Please copy the material under this line exactly, keeping every line.

-------------------------

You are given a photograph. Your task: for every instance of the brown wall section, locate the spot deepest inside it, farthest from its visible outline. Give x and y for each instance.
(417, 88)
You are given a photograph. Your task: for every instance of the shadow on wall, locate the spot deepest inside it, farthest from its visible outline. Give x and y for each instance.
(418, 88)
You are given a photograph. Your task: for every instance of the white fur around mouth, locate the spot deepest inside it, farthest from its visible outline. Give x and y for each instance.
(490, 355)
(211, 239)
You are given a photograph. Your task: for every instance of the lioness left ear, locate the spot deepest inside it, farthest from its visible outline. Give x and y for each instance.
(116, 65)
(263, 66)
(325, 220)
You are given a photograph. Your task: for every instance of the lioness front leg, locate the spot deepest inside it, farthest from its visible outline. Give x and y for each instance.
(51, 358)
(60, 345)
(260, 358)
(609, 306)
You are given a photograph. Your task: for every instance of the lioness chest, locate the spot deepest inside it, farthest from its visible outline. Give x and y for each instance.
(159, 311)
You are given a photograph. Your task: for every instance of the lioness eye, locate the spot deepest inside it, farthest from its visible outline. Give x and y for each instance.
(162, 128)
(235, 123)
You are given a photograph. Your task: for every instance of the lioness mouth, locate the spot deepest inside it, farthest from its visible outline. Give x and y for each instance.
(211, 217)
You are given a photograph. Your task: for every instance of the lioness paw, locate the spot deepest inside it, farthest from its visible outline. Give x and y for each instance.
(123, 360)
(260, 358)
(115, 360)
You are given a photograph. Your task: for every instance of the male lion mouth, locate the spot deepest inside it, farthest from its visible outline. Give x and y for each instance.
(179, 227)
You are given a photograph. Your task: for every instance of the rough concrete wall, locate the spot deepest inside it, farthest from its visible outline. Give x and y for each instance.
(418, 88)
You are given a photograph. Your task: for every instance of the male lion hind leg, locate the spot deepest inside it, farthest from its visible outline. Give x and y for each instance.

-------------------------

**Problem solution**.
You are given a photograph. Your task: for every instance of the brown wall section, locate the spot deepest inside it, farthest from its visible outline. Give x and y for each instance.
(417, 88)
You are given a photograph. Your task: for every instance of the shadow on wall, locate the spot deepest inside it, farthest from its visible outline. Give x and y for each instance.
(418, 88)
You are given a photograph. Your task: for every instance of the white fur around mouth, locate the spot deepest inside it, farthest from its visible outline. Give x and y for each instance.
(490, 355)
(211, 239)
You are given a photograph. Your task: for every instance of the lioness left ear, locate the spot deepest inside it, farthest from its visible outline. Give x and y for each instance.
(116, 65)
(263, 66)
(325, 220)
You are given a photograph. Your task: for every instance of the lioness front leg, locate the spot deepest inside it, farthest from its visible outline. Give x and y for each instance.
(51, 358)
(60, 345)
(260, 358)
(609, 306)
You are given a photograph. Your task: for every instance of the lioness chest, locate the spot deepest inside it, farthest from its visible outline. Give x and y for each instance.
(159, 311)
You are given a photograph. Your task: for every instance of the lioness eye, locate the spot deepest inside it, farthest from its visible outline. Give x and y for each instance.
(162, 128)
(235, 123)
You are given a photograph. Your task: for every instance of the lioness mouth, locate the spot deepest inside it, farthest from its visible outline. Give x and y for each instance.
(211, 217)
You are given a photograph. Your task: for every instance of the lioness paw, locate the spot deepest inside it, farthest from its visible outline. Give x and y for each instance.
(123, 360)
(260, 358)
(115, 360)
You are given a photograph. Your task: for every instance of the male lion mouth, locate the spot deepest inside it, farthest from its visible outline. Give x and y for each instance.
(179, 227)
You are given a photograph. Your task: for every instance of the rough concrete wall, locate the spot deepest inside it, farthest from its visible outline. Give x and y for each instance.
(418, 88)
You are given a photograph. Your task: for every instance of the male lion hind leg, locate the spot deepest inside it, farthest from its visible outline. Give x and y for each instance.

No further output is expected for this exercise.